====== Aangeleverd fragment
Simpel is het moeilijkst

Bij open dialoog kunnen we ons veel voorstellen, van koetjes en kalfjes tot raketwetenschap met formules die we misschien nog nooit gezien hebben, alles is mogelijk. Om niet de illusie te wekken dat we alles zouden verzinnen in dit bericht een passage uit een artikel van de hand van journalist Jan Stevens, over de flinterdunne grens tussen genialiteit en waanzin. Simpel is het moeilijkst, onderschatting ongepast.

Geniale waanzin

Volgens Dick Swaab hebben hoogbegaafde mensen zoals fysicus François Englert alvast één bijzondere eigenschap die hen radicaal van anderen onderscheidt: hun vermogen om uiterst creatief te zijn. “Superintelligente mensen zijn in staat om vrij gemakkelijk gloednieuwe ideeën te vormen. Die krijgen ze doordat ze in hun hersenen onverwachte verbindingen kunnen maken tussen verse informatie en kennis die er al jaren opgeslagen ligt. In ons brein zit een filter die bepaalt welke binnenkomende informatie gearchiveerd zal worden. Die filter kan voor verrassende connecties tussen nieuwe en geklasseerde kennis zorgen, maar kan er ook verantwoordelijk voor zijn dat je op tilt slaat omdat je teveel informatie te verwerken krijgt.”
============
====== Bronmateriaal
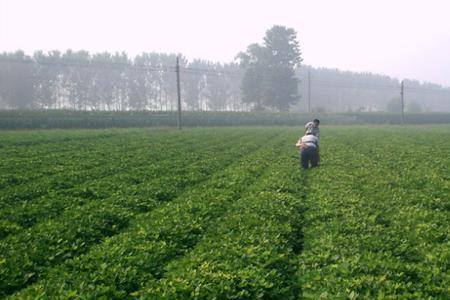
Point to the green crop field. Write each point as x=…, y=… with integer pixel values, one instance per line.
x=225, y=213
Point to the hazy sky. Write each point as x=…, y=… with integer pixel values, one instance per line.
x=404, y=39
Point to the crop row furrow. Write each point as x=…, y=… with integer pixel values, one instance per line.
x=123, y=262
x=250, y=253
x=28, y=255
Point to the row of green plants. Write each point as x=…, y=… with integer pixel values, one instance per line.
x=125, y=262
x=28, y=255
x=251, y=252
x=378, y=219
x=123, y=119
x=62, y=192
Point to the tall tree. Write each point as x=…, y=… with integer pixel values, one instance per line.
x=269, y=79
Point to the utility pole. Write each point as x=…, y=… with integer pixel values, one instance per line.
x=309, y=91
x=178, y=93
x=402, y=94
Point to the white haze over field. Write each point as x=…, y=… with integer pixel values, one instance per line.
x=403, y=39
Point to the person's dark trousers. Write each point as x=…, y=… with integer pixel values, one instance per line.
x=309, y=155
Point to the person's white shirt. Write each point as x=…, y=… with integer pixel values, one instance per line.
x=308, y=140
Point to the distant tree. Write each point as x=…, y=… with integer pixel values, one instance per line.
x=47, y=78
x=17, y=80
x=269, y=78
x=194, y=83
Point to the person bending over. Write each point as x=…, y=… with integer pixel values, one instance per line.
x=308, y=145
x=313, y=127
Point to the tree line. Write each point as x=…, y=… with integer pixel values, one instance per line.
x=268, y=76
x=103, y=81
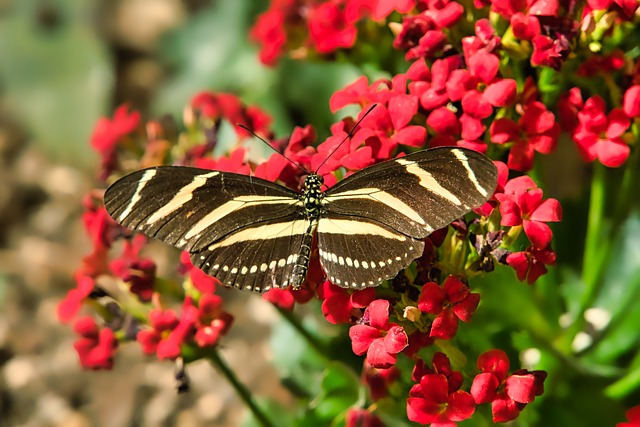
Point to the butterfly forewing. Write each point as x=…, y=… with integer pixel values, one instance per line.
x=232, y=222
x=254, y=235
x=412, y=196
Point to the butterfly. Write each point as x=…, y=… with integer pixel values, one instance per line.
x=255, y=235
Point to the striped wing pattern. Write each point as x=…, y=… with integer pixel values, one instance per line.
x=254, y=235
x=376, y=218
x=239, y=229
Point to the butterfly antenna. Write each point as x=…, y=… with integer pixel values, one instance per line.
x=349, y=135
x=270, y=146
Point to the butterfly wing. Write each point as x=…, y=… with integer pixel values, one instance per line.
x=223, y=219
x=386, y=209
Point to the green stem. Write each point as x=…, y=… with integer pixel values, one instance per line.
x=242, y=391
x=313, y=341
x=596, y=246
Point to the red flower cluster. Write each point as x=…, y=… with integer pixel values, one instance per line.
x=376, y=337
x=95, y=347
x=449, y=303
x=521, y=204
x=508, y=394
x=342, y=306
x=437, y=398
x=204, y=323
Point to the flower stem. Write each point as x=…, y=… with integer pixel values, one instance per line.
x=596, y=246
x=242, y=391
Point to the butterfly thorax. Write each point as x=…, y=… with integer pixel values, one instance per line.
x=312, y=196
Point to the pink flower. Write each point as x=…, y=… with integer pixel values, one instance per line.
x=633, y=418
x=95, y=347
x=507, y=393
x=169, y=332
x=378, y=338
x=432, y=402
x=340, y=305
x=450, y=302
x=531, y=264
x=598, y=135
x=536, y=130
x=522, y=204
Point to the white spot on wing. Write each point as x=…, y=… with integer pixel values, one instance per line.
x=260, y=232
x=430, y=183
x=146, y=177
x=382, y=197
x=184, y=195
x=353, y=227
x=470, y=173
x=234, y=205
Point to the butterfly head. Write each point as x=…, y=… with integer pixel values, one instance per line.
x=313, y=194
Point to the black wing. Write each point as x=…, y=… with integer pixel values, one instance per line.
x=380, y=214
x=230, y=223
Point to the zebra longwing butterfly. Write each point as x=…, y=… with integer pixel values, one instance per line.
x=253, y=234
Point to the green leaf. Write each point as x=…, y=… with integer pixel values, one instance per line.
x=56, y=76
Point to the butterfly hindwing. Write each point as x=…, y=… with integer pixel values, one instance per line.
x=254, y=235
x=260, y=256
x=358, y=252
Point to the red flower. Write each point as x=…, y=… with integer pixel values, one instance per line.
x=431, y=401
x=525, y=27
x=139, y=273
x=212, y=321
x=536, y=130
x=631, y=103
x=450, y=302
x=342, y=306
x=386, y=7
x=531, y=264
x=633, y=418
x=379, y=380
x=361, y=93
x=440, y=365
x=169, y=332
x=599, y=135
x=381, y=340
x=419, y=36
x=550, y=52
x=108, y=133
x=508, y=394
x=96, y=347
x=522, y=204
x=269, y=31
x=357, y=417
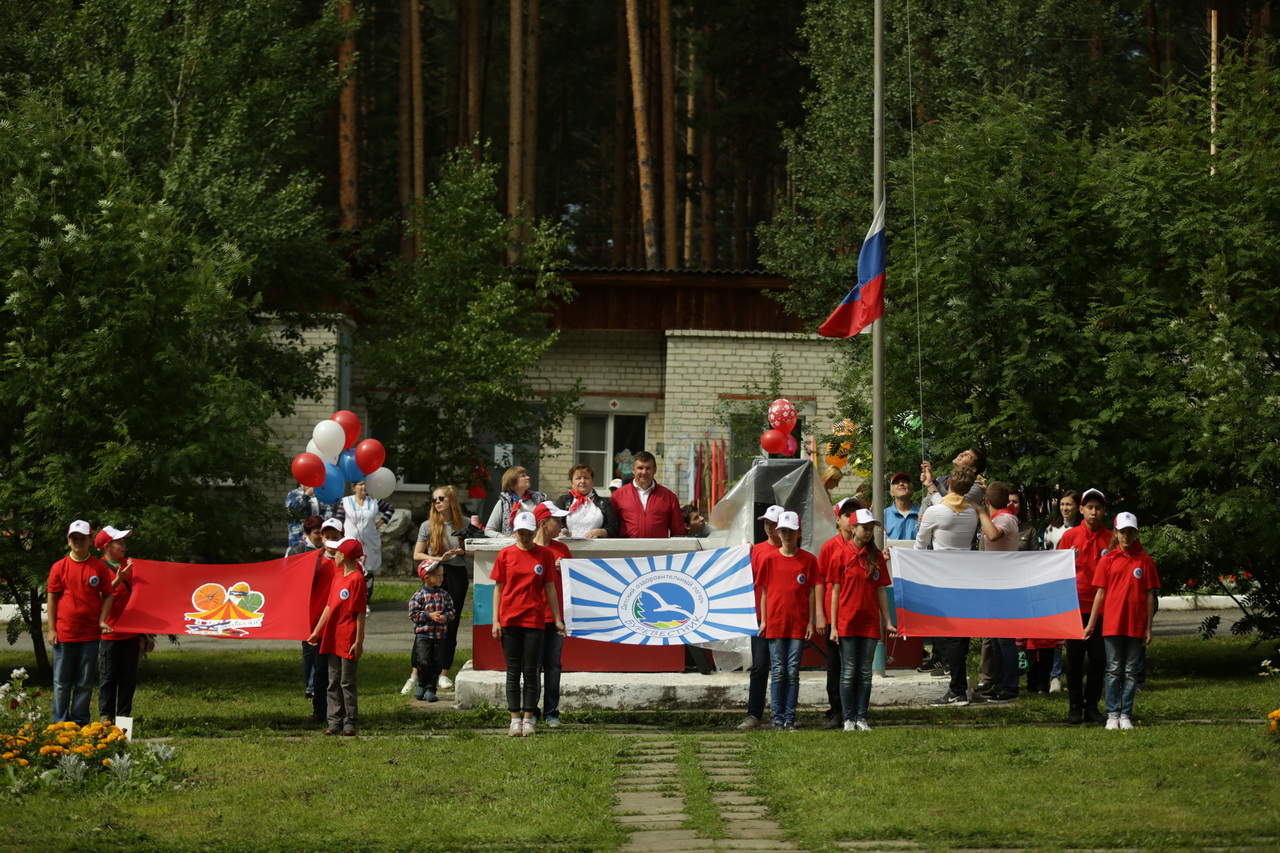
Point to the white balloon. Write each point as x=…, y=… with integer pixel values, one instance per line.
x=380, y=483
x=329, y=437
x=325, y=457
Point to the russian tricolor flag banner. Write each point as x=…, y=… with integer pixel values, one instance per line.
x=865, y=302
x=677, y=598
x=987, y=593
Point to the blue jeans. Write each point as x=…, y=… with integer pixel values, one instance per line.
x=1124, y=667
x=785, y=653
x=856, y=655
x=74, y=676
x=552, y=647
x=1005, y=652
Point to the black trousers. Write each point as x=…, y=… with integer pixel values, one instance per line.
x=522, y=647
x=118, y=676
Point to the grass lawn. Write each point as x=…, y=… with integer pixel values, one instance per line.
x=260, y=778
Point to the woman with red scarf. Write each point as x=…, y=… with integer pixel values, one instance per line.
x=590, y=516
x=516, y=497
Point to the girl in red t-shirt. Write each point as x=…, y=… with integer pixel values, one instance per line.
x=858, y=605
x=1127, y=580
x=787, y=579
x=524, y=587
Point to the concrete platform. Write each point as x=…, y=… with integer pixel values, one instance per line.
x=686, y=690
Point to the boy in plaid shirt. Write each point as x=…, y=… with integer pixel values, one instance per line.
============
====== Bronmateriaal
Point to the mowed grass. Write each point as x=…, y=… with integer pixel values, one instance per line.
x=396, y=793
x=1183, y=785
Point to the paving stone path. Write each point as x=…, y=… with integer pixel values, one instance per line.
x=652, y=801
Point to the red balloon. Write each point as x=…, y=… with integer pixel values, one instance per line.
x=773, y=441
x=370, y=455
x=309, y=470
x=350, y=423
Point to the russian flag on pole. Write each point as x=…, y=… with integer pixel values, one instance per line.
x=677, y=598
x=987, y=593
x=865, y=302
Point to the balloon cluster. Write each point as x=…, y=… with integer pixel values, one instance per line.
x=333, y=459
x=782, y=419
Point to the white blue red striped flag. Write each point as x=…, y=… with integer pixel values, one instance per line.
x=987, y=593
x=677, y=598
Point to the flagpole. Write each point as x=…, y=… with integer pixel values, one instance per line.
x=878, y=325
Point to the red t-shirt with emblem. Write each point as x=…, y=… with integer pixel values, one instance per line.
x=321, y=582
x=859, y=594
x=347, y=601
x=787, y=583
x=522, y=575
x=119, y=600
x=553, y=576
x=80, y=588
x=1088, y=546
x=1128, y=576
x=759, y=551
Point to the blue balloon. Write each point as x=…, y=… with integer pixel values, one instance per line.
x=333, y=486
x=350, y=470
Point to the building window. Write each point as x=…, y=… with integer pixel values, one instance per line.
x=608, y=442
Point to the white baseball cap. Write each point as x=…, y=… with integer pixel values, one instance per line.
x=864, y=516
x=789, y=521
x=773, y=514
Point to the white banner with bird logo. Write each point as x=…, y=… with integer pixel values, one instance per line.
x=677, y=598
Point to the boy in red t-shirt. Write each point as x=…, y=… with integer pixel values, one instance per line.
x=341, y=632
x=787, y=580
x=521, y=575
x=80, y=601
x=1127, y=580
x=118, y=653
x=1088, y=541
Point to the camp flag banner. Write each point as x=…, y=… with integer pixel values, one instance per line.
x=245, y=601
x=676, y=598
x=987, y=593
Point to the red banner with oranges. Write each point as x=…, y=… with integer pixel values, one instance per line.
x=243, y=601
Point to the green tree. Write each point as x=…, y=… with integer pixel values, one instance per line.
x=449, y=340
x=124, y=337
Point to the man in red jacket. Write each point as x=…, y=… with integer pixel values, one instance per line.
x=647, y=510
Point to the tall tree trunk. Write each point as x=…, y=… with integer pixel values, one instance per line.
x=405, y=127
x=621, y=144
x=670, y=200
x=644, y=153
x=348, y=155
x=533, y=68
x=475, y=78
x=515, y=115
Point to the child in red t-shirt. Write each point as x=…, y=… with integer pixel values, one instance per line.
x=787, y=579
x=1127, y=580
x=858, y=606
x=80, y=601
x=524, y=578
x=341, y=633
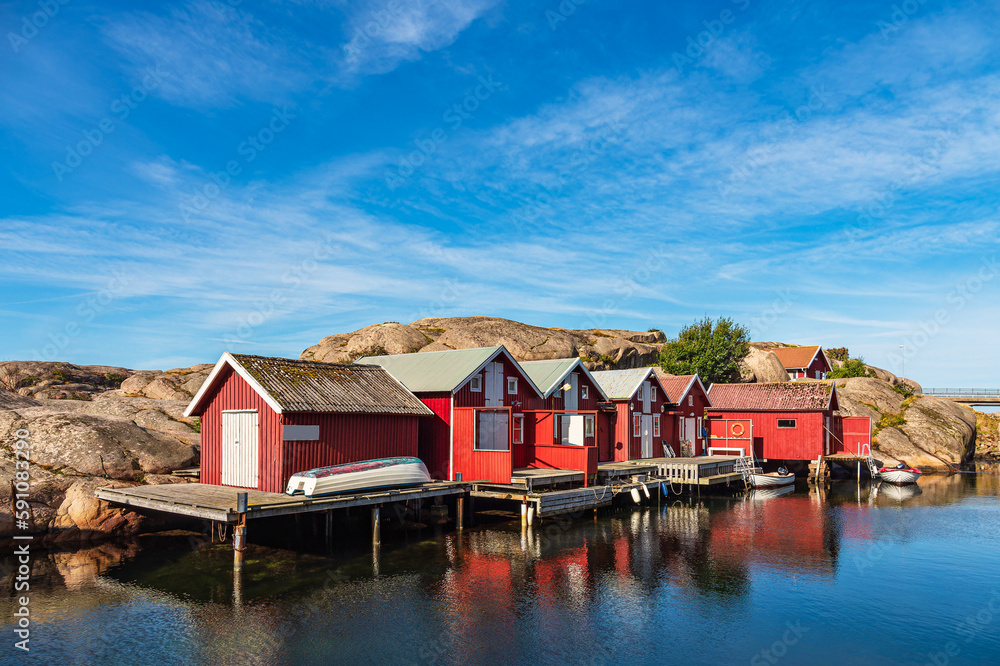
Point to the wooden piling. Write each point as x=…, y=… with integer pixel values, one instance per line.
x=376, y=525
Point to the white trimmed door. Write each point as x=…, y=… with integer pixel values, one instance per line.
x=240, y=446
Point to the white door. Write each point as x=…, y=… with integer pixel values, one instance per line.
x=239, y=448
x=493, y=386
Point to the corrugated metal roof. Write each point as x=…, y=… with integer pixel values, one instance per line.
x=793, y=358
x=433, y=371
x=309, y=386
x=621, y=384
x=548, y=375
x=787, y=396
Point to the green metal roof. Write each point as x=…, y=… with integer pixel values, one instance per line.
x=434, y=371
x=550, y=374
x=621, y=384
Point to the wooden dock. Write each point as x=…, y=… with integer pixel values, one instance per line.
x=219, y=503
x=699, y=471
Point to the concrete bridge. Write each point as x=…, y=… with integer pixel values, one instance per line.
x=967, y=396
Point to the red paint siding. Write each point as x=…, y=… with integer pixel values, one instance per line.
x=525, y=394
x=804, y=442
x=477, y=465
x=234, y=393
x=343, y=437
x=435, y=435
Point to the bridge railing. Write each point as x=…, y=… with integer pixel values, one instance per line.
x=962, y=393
============
====== Bronmateriaal
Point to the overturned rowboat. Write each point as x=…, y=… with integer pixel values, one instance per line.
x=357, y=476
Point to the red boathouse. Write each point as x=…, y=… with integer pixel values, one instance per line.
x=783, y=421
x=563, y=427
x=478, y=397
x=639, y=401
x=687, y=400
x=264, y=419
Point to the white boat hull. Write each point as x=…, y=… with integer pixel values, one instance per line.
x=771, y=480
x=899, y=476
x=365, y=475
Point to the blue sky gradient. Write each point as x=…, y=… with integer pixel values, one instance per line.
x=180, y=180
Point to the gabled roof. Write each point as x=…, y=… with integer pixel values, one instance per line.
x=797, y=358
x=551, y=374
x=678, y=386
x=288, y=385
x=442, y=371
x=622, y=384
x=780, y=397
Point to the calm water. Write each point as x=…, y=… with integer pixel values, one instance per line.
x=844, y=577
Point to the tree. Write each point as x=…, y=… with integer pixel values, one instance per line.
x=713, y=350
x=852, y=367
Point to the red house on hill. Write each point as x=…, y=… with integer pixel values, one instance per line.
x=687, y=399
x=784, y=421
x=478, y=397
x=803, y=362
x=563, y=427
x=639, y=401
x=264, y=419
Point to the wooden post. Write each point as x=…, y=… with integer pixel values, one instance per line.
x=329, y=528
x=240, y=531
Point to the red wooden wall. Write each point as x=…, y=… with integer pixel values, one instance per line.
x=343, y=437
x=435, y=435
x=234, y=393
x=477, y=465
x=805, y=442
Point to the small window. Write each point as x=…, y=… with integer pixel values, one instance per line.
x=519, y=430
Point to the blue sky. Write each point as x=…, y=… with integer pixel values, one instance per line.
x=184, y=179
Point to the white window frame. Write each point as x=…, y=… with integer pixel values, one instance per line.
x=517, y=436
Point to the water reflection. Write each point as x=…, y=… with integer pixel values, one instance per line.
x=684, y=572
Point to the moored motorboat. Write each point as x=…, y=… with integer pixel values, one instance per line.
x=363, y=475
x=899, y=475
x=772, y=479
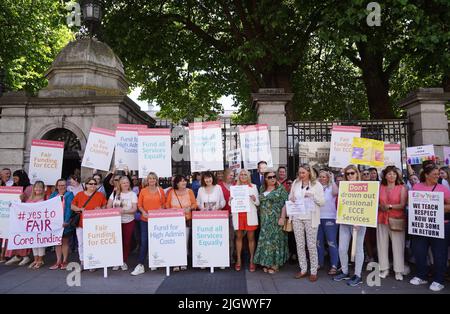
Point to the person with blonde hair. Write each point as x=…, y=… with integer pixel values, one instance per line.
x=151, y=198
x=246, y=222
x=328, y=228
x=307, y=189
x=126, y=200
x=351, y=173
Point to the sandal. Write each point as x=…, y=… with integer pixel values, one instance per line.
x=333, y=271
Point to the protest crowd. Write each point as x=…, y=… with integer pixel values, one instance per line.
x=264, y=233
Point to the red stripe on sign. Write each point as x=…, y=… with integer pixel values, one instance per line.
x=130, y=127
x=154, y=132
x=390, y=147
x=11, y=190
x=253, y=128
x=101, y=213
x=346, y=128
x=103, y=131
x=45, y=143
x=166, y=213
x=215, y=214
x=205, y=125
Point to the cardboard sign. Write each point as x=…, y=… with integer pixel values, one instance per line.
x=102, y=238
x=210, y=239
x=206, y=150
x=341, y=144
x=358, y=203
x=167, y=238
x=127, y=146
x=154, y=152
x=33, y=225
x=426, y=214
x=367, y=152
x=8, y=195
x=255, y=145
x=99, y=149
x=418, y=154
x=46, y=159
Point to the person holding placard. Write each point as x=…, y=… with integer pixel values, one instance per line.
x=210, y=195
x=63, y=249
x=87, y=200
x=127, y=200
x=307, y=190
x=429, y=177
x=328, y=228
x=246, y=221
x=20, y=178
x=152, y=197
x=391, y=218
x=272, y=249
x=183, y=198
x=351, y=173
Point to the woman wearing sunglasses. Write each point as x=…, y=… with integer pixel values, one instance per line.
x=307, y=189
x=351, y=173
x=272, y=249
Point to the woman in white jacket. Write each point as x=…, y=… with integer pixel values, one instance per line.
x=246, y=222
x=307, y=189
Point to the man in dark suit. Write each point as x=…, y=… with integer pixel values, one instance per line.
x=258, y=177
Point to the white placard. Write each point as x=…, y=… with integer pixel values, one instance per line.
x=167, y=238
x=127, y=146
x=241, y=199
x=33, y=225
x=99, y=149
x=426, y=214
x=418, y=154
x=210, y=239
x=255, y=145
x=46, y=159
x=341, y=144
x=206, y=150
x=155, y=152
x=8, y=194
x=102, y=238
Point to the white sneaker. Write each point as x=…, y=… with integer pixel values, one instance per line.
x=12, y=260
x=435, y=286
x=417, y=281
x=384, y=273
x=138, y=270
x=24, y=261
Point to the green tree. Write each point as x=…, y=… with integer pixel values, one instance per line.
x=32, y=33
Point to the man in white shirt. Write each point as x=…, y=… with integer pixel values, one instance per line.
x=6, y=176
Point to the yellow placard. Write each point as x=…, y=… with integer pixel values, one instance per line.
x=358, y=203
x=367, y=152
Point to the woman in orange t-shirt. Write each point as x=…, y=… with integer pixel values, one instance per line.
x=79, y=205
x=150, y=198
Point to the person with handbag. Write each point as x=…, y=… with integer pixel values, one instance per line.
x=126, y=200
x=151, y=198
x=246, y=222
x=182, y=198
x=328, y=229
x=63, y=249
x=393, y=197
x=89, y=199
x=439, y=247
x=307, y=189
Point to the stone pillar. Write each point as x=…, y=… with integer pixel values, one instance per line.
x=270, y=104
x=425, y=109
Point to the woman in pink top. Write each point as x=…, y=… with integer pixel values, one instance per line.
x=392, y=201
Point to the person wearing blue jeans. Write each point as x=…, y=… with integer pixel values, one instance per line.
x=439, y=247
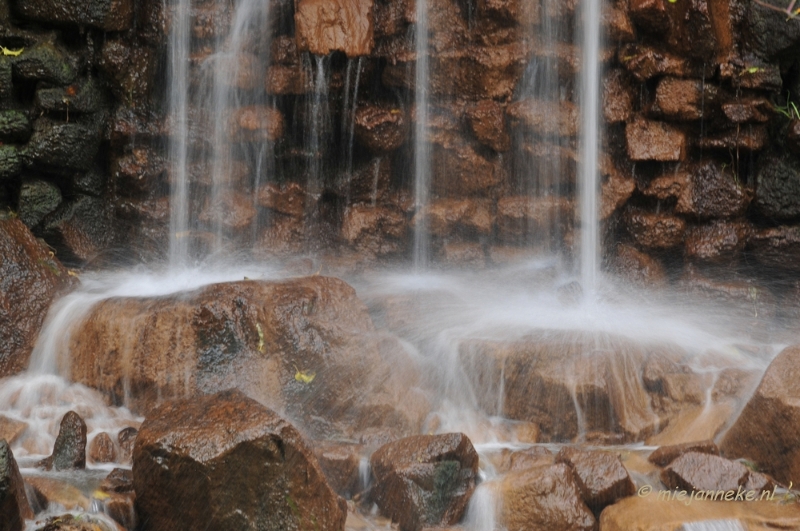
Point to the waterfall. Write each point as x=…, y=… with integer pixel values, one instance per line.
============
Geef het vervolg van het fragment over genialiteit en waanzin, aansluitend op de laatste zin. De rijen hoeven niet te worden geraadpleegd.

Swaab definieert creativiteit als het op een verrassende manier combineren van nieuwe met oude kennis in ons hoofd. “De filter in onze hersenen vermijdt dat heel dat fenomeen uit de hand loopt en focust zich daarom bij de meeste mensen op een beperkt deel van de overvloed aan inkomende en bestaande informatie. Als jij in je brein een filter hebt die minder strikt en dwingend is, beschik je over meer mogelijkheden dan je medemensen om onverwachte verbindingen te leggen. Alleen riskeer je dan ook dat het mis gaat, want de grens tussen genialiteit en waanzin is flinterdun. Hoe slimmer je bent, hoe hoger de kans op psychische problemen. Vraag dat maar aan John Forbes Nash Jr.”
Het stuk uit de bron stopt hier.